# Data section:
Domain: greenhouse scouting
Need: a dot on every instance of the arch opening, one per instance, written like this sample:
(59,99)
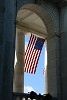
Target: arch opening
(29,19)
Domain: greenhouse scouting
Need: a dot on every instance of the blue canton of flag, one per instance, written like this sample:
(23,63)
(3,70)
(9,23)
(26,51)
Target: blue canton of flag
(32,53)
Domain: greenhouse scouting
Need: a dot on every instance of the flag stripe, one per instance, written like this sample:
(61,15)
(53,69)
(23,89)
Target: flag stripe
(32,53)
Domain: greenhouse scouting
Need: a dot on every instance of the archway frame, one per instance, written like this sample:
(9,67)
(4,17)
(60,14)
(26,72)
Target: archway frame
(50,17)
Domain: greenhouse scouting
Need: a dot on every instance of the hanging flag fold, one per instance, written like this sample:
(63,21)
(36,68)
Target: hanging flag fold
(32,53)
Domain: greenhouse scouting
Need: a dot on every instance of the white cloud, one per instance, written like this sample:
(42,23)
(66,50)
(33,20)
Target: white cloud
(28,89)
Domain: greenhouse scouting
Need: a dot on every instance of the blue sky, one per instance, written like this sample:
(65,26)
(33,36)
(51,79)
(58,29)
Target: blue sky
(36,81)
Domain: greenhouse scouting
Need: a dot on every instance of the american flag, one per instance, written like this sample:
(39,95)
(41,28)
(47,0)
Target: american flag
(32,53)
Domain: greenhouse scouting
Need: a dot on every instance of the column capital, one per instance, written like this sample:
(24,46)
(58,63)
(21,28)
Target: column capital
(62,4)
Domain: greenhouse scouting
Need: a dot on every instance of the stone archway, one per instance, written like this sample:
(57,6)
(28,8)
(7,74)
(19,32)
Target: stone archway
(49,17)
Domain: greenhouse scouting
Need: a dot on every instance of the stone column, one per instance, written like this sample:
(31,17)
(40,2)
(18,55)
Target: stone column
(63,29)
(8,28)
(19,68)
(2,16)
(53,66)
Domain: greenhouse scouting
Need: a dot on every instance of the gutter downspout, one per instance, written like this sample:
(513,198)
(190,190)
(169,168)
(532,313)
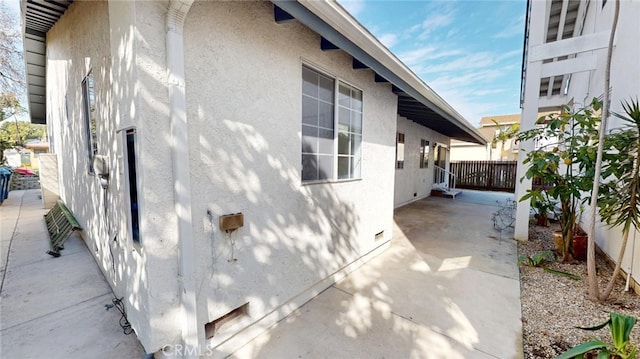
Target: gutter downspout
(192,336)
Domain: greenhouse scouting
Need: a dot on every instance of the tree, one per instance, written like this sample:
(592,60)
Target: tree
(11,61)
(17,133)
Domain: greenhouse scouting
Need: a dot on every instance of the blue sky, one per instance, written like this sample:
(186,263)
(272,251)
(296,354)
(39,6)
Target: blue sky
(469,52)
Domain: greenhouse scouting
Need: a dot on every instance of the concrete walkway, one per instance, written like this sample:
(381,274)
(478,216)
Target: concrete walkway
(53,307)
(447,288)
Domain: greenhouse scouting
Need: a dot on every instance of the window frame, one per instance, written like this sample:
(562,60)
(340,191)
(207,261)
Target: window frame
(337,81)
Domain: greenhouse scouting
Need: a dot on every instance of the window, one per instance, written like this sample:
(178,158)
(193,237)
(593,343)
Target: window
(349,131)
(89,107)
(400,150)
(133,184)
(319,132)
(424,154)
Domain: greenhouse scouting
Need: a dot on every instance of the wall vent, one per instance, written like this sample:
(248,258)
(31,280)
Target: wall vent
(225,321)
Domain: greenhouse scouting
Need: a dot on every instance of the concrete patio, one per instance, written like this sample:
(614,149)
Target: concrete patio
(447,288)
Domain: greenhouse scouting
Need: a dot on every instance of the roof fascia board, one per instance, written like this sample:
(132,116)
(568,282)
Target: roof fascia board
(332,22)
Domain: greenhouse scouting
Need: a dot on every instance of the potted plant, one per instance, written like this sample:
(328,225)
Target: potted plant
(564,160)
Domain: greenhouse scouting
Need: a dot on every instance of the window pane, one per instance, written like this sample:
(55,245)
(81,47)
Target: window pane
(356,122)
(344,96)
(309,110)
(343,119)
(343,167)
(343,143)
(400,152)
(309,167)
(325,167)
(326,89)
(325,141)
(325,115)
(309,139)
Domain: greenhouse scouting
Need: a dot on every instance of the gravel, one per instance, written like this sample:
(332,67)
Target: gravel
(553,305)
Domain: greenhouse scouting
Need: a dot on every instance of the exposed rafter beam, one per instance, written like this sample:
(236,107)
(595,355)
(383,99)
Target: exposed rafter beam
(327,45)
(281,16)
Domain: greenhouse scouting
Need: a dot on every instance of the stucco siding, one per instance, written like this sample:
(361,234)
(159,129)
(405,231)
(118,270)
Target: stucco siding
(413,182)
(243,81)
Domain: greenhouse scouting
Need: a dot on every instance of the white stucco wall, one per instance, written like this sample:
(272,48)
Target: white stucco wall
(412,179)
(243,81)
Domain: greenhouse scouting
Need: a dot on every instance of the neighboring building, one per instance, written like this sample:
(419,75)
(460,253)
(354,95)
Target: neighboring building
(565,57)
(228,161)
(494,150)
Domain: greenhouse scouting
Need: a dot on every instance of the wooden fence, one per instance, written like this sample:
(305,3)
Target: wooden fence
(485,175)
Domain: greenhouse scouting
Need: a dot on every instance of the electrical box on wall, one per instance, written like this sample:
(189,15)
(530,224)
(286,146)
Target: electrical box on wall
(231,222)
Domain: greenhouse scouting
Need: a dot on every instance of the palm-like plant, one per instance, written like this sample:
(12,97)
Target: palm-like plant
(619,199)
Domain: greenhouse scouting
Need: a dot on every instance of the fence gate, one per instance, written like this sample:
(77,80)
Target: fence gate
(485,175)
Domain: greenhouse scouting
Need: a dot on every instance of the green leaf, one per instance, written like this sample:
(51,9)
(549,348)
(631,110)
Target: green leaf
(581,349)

# Assigned task:
All entries are to be retyped exactly. Omit any embedded images.

# Response for this exercise:
Domain: greenhouse scouting
Need: a dot on every instance of the arch opening, one per instance, written like this sample:
(59,99)
Target: arch opening
(29,19)
Domain: greenhouse scouting
Need: a dot on every instance of the blue canton of flag, one per instance, written like this sample:
(23,63)
(3,70)
(9,23)
(26,51)
Target: blue canton of flag
(32,53)
Domain: greenhouse scouting
Need: a dot on every instance of the flag stripe, one per instance, written like this sample:
(61,15)
(53,69)
(23,89)
Target: flag stripe
(32,53)
Domain: greenhouse scouting
Need: a dot on every instance of the archway frame, one per instance, written like this sample:
(9,67)
(4,17)
(60,14)
(26,72)
Target: archway frame
(50,17)
Domain: greenhouse scouting
Need: a dot on every instance of the hanging flag fold, one per instance, written like this sample:
(63,21)
(36,68)
Target: hanging flag fold
(32,53)
Domain: greenhouse scouting
Need: a dot on every instance of the white cloud, one per instance, written like this sample:
(42,23)
(66,50)
(33,20)
Target: white cloud
(28,89)
Domain: greenhouse scouting
Need: a dot on every instance of the blue sky, one per instance, written like this sample:
(65,26)
(33,36)
(51,79)
(58,29)
Target: blue sky
(36,81)
Domain: greenhouse scouting
Need: a dot on every instance of the american flag, one per instance, written like this sample:
(39,95)
(41,28)
(47,0)
Target: american flag
(32,53)
Domain: greenhouse scouting
Need: a dot on every instance of the column capital, one per instance, written like this sample:
(24,46)
(58,63)
(21,28)
Target: column capital
(62,4)
Domain: greenhouse scouting
Need: a dot on every instance of the stone archway, one per instance, written like this sample:
(57,6)
(28,8)
(7,74)
(19,32)
Target: stone archway
(49,17)
Domain: greenhouse scouting
Need: a dot on every instance of the stone column, one per instance, written like this sample:
(31,17)
(40,2)
(18,55)
Target: stone column
(63,29)
(8,28)
(19,68)
(2,16)
(53,66)
Domain: greenhouse scouting
Need: a dot on every instance of the gutter downspout, one per instance, written like this sample:
(513,198)
(190,190)
(169,168)
(532,313)
Target: gutter downspout
(192,336)
Domain: greenhouse scouting
Need: a dot on every instance of the tree, one per instance, written like this sample:
(592,60)
Target: tree
(11,61)
(17,133)
Domain: greenhouse scouting
Need: a dot on every instance of the blue sky, one per instance, written like this sample:
(186,263)
(272,251)
(296,354)
(39,6)
Target: blue sky
(469,52)
Domain: greenhouse scouting
Need: a dot on every instance of the concrete walkway, one per instance, written like this sample:
(381,274)
(478,216)
Target: concrete walkway
(53,307)
(447,288)
Domain: greenhouse scouting
Need: a dot on every instance of the window frame, one per instance, written like this sample:
(562,60)
(340,191)
(207,261)
Target: window frame
(337,81)
Domain: greenhouse scouting
Need: a dot on every instance of the window, one per instance, written like this sample:
(178,158)
(193,237)
(593,343)
Target: window
(349,131)
(89,107)
(400,150)
(133,184)
(319,132)
(424,154)
Domain: greenhouse scouting
Need: a dot on every instance of the wall vent, one per instance, written like this sample:
(248,258)
(31,280)
Target: wall vent
(225,321)
Domain: greenhouse scouting
Need: a dot on every instance of the concrete patio, one per instance, written like this sample:
(614,149)
Target: concrete patio
(447,288)
Domain: greenhouse scouting
Need: a dot on every instance of the roof fascia board, one per instance, written like this sample:
(132,116)
(568,282)
Target: roof fascia board
(332,22)
Domain: greenhouse scouting
Need: a dot on every instance of the potted plant, one per instance, written like this sample:
(328,225)
Target: potted plant
(564,160)
Domain: greenhouse scouting
Need: a dot on every instance of the window pane, one per instance, written like this sample:
(55,245)
(81,47)
Target: window pane
(356,122)
(344,96)
(309,110)
(343,119)
(343,167)
(343,143)
(400,152)
(309,167)
(325,167)
(326,89)
(325,141)
(325,115)
(309,139)
Domain: greenhouse scouting
Need: a dot on every instance of the gravel, one per instance, written like this sample:
(332,67)
Target: gravel
(553,305)
Domain: greenhouse scouting
Need: a dot on every instance of the exposed rafter beam, one per instance, written like this sample:
(236,107)
(595,355)
(383,99)
Target: exposed rafter beam
(327,45)
(281,16)
Domain: greenhouse scouting
Need: a dot on every instance of the stucco siding, one per instance, written like this sample:
(361,234)
(159,129)
(405,231)
(118,270)
Target: stucco siding
(413,182)
(243,81)
Domain: greenhouse scouting
Need: a dot on every instance of the white stucco wall, one per instance, written like this sample:
(272,48)
Target: white stucco wall
(412,179)
(243,81)
Domain: greenhouse scouting
Need: a dot on every instance of the neighboring building, one per instance, written like this sample:
(419,75)
(460,253)
(354,95)
Target: neighboring building
(565,57)
(228,161)
(494,150)
Domain: greenhouse scouting
Need: a dot on every instance of the wooden fence, one per instance, written like this sample:
(305,3)
Target: wooden fence
(485,175)
Domain: greenhouse scouting
Need: a dot on every instance of the electrical box on wall, one per instance, written like this sample:
(189,15)
(530,224)
(286,146)
Target: electrical box on wall
(231,222)
Domain: greenhouse scouting
Need: a dot on every instance of the palm-like plant, one per instance, written like this sample:
(12,97)
Target: palm-like plant
(619,199)
Domain: greenhouse scouting
Need: a dot on every instance of the fence gate, one per instance, written like this sample:
(77,80)
Target: fence gate
(485,175)
Domain: greenhouse scouting
Need: a dot on every instance of the green leaf, one per instance, written like this sample:
(51,9)
(549,348)
(631,110)
Target: green leaf
(581,349)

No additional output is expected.